CONSIGNE - Extrayez de l'article sur l'exposition consacrée aux arbres le passage qui va de « LE RÈGNE DES » jusqu'à « ELLE CULTIVE L’ÉMERVEILLEMENT. » inclus, sans en changer un mot.

LE RÈGNE DES ARBRES
Ces rois du vivant sont au coeur d’une exposition-événement pendant l’été, à la Fondation Cartier, à Paris.
DE LA BOTANIQUE À LA NOUVELLE BIOLOGIE, DE LA CONTEMPLATION NATURALISTE À LA TRANSPOSITION ONIRIQUE, DE LA DÉVASTATION FORESTIÈRE À LA RÉSILIENCE ÉCOLOGIQUE, LA FONDATION CARTIER CONSACRE LES ARBRES DANS UNE EXPOSITION QUI S’ANNONCE ÉVÉNEMENT. HYMNE SENSIBLE À CES ROIS DU VIVANT, ELLE CULTIVE L’ÉMERVEILLEMENT.
Capacités sensorielles, aptitude à la communication, développement
d’une mémoire, symbiose avec d’autres espèces, influence climatique: comment ne pas être fasciné par cette « intelligence végétale », mise à jour d’un arbre à l’autre? Il aura pourtant fallu attendre ces dernières décennies pour que la biologie daigne s’intéresser à ces organismes vivants, parmi les plus anciens de la planète; la première forêt fossile connue date de 385 millions d’années, quand l’Homme n’a guère plus de 300000 ans; une paille, d’autant que celui-ci ne représente que 0,01 % de la masse organique… Foin de cet obscurantisme! Comme ce fut le cas avec son exposition «Le Grand Orchestre des Animaux», la Fondation Cartier pour l’art contemporain se met au diapason de ces découvertes scientifiques, qui non seulement portent un nouveau regard sur les arbres, mais misent sur leurs facultés pour résoudre les défis environnementaux. Avec la même pédagogie sensible, «Nous les arbres» place ces protagonistes remarquables comme les chefsd’oeuvre qu’ils sont et donne la parole à des artistes, des botanistes ou encore des philosophes pour séquencer le parcours sur un fil intime. Pionnier de la neurobiologie végétale, Stefano Mancuso cosigne ainsi avec le plasticien Thijs Biersteker une installation qui « donne la parole aux arbres », grâce à une série de capteurs. Autre grande figure dont les planches naturalistes émerveillent, le voyageur Francis Hallé se fait le témoin de la rencontre entre la science et le sensible. Avec le photographe cinéaste Raymond Depardon, la relation entre l’homme et la nature cadre platanes et chênes de villages. Pour Fabrice Hyber, qui a semé quelque 30000 graines d’arbres dans sa vallée vendéenne, rhizomes et autres structures métamorphiques inspirent ses toiles poétiques. Du constat documentaire au témoignage créatif, la dévastation des espaces forestiers prend aussi racine dans ce tableau aux horizons larges. Prolongement naturel de l’exposition, le jardin renoue avec une flânerie rêveuse, de son cèdre séculaire à une sculpture événementielle d’Agnès Varda. « Il y a de l’arbre à l’origine de toute expérience », philosophe Emanuele Coccia. Une coupe éclairante dans l’anthropocentrisme.

EXTRAITS DU MATÉRIEL -

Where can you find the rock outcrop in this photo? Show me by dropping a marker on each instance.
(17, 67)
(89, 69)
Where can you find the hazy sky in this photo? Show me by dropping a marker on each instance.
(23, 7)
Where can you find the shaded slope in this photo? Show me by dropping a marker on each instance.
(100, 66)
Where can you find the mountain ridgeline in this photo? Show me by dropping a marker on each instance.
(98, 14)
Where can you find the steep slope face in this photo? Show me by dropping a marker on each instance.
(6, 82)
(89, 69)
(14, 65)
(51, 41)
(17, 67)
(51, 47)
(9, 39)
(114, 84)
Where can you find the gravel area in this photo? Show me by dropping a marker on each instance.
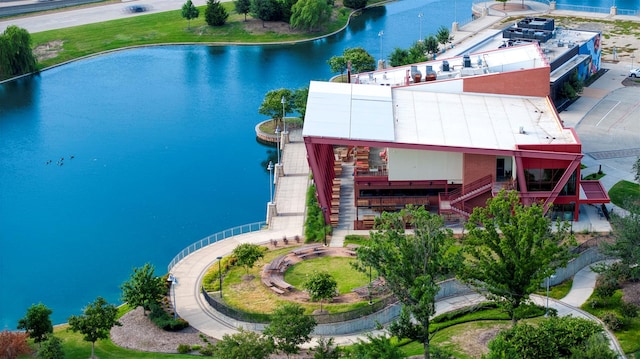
(139, 333)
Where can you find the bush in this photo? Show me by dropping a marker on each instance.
(612, 321)
(184, 348)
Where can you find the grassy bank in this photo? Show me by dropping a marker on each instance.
(166, 28)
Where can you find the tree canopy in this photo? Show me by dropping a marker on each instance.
(248, 254)
(289, 328)
(411, 264)
(16, 56)
(190, 11)
(96, 321)
(215, 14)
(321, 286)
(37, 322)
(143, 288)
(309, 14)
(510, 249)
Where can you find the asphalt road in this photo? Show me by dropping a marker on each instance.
(89, 15)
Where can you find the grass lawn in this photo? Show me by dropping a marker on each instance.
(163, 28)
(624, 191)
(339, 267)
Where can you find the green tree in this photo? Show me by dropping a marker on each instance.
(242, 345)
(248, 254)
(377, 347)
(321, 286)
(143, 288)
(554, 337)
(300, 101)
(361, 60)
(510, 249)
(96, 321)
(309, 14)
(51, 348)
(190, 11)
(412, 264)
(16, 56)
(355, 4)
(37, 322)
(337, 64)
(215, 14)
(442, 35)
(242, 7)
(272, 104)
(626, 246)
(326, 349)
(289, 328)
(13, 344)
(265, 10)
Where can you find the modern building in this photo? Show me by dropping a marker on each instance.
(446, 134)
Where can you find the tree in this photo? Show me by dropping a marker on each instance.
(326, 349)
(289, 328)
(337, 64)
(13, 344)
(411, 264)
(555, 337)
(300, 101)
(96, 321)
(309, 14)
(377, 347)
(37, 322)
(265, 10)
(321, 286)
(215, 14)
(248, 254)
(51, 348)
(242, 7)
(143, 289)
(16, 56)
(361, 60)
(510, 249)
(355, 4)
(626, 247)
(272, 104)
(190, 11)
(442, 35)
(244, 344)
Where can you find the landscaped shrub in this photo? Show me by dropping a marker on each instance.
(612, 321)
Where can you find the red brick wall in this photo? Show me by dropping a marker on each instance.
(532, 82)
(478, 166)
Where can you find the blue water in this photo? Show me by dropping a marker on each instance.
(164, 154)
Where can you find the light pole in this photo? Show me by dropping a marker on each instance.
(284, 122)
(380, 34)
(420, 16)
(270, 168)
(546, 312)
(324, 224)
(220, 273)
(278, 144)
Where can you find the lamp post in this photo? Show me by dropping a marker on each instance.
(380, 34)
(420, 16)
(270, 168)
(220, 273)
(278, 143)
(546, 312)
(324, 224)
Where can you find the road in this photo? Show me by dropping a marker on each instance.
(88, 15)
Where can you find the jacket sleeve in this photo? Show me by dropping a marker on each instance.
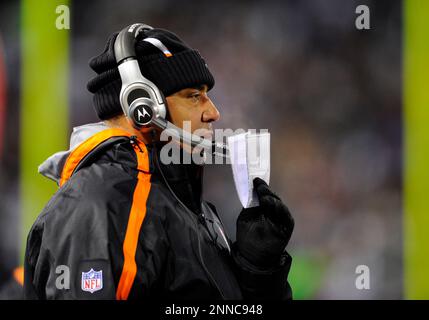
(95, 249)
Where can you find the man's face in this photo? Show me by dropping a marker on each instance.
(193, 105)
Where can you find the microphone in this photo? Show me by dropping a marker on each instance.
(189, 138)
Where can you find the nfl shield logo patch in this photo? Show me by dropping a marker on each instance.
(92, 280)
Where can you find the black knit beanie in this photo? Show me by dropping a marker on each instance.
(184, 69)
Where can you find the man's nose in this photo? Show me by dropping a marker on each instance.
(211, 113)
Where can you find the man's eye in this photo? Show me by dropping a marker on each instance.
(195, 96)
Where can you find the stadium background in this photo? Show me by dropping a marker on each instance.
(345, 109)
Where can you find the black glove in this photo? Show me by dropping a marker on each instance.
(263, 232)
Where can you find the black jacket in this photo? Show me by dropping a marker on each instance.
(144, 225)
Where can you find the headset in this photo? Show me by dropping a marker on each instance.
(142, 102)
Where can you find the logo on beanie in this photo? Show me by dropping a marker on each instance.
(143, 114)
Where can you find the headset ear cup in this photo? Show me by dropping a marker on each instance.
(164, 100)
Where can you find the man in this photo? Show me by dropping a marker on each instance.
(124, 225)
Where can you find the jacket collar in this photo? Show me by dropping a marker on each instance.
(185, 180)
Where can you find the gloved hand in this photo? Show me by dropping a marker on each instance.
(263, 232)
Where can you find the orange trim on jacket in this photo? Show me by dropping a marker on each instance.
(138, 207)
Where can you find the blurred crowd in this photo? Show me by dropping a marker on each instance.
(329, 94)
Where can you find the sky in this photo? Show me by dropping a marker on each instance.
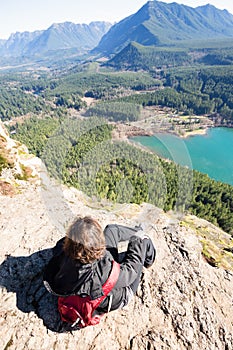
(31, 15)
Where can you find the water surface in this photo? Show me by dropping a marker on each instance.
(211, 154)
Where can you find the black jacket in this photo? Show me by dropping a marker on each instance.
(65, 276)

RÉPONSE ATTENDUE -
LE RÈGNE DES ARBRES
Ces rois du vivant sont au coeur d’une exposition-événement pendant l’été, à la Fondation Cartier, à Paris.
DE LA BOTANIQUE À LA NOUVELLE BIOLOGIE, DE LA CONTEMPLATION NATURALISTE À LA TRANSPOSITION ONIRIQUE, DE LA DÉVASTATION FORESTIÈRE À LA RÉSILIENCE ÉCOLOGIQUE, LA FONDATION CARTIER CONSACRE LES ARBRES DANS UNE EXPOSITION QUI S’ANNONCE ÉVÉNEMENT. HYMNE SENSIBLE À CES ROIS DU VIVANT, ELLE CULTIVE L’ÉMERVEILLEMENT.